Questions to answer:
1 - Rewrite the paragraph of the parenting blog post that begins "So that is made rant for the day" as a short bulleted list that keeps its main facts.
2 - Answer these questions using the parenting blog post below.
(a) What does the writer hate people doing when she is in line?
(b) How long is Madison now?
(c) How many times did the doctor say he was amazed with Madison's growth?
3 - Carry on the parenting blog post below from its final sentence.

Reading passage:
════════════════════
Am I the only Mom that get bothered by this?  It's kind of like when other people touch your belly when you're pregnant.  It's a matter of personal boundaries.  You just don't touch someone else unless your invited too.  And while we're on the topic.  WHY oh WHY is it acceptable to touch a pregnant woman's belly?  What social rule, ever made that okay?  I just don't get it.  I don't go up to random people and touch them.  But I am all about personal space.  I even hate it when people get to close to me when I'm in line for anything.  

So that is made rant for the day.  Other then weird lady wanting to look at Madison the visit went pretty well.  She is growing like a weed.  She is almost 3 months old (May 24th) and is now up to 7 lbs 13 oz, and 20 inches long.  She is still below the curve, but her doctor assures me that in the next month or two she will be at the bottom of the curve for her age.  He even said twice, how amazed he was with her growth.  And that he wished he saw more preemie babies doing as well as she is.
════════════════════
Region pointing data
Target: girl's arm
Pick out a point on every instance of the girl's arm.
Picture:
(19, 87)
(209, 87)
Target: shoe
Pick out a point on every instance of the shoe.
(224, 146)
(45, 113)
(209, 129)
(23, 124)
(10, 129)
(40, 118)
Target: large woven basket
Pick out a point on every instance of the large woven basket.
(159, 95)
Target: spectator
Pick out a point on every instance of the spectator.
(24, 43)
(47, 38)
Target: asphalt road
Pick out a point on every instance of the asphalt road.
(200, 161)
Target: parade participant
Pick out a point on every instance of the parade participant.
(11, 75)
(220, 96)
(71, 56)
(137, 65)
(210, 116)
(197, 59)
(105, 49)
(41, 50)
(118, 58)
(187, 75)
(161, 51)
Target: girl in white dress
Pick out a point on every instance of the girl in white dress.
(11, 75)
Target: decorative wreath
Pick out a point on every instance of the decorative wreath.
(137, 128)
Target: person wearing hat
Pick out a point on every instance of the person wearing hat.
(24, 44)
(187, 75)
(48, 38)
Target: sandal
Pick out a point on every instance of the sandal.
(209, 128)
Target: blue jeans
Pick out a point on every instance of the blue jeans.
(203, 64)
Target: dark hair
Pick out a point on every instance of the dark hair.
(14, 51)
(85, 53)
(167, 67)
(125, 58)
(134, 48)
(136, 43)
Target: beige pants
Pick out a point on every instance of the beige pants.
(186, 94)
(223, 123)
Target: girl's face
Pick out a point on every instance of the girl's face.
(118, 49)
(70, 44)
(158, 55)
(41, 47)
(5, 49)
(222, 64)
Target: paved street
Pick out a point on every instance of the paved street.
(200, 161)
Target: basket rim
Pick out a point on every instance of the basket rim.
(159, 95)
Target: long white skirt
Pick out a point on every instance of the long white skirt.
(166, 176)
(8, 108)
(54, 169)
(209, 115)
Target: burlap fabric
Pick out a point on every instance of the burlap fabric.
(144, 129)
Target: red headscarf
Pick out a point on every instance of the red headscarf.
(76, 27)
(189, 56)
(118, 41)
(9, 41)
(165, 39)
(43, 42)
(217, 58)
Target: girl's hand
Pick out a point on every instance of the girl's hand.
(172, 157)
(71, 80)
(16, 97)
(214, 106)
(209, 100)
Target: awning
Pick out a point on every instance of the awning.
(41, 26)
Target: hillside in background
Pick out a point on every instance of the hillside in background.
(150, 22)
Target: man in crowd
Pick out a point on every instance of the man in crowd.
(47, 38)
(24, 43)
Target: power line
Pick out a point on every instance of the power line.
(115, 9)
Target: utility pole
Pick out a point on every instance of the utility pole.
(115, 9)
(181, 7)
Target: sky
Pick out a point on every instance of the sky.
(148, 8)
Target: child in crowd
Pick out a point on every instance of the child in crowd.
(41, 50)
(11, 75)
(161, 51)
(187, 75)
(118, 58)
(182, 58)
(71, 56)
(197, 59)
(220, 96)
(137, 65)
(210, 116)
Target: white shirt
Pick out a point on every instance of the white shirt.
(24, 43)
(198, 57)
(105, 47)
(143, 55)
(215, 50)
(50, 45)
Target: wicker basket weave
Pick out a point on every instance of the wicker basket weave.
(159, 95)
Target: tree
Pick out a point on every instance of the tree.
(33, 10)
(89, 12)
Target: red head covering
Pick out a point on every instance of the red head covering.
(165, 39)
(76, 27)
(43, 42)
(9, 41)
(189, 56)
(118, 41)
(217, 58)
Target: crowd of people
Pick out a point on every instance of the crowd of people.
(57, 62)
════════════════════
Responses for each task:
1 -
- Apart from the woman who wanted to look at Madison, the visit went well.
- Madison is almost 3 months old and now measures 7 lbs 13 oz and 20 inches long.
- She is still below the growth curve, but her doctor expects her to reach the bottom of the curve for her age within the next month or two.
- The doctor said twice that he was amazed by her growth and wished he saw more preemie babies doing as well.

2 -
(a) Getting too close to her.
(b) 20 inches.
(c) Twice.

3 -
It makes me feel so blessed when we find out just how good Madison is doing.  She had such a rough start in her life, things could have just as easily gone the other way.  But the Lord decided that she was going to thrive.  For that Tyler and I are eternally grateful for that.    

By the way, Madisons' pediatrician is AMAZING!  His name is Dr. Peter Lindgren.  He is so good with her.  Every time we go, he tells be how beautiful she is, and he looks at her as if he was looking at one of his own kids.  And is very easy to talk to.  He listens to all of my concerns, and doesn't make me feel like any of my worries are trivial.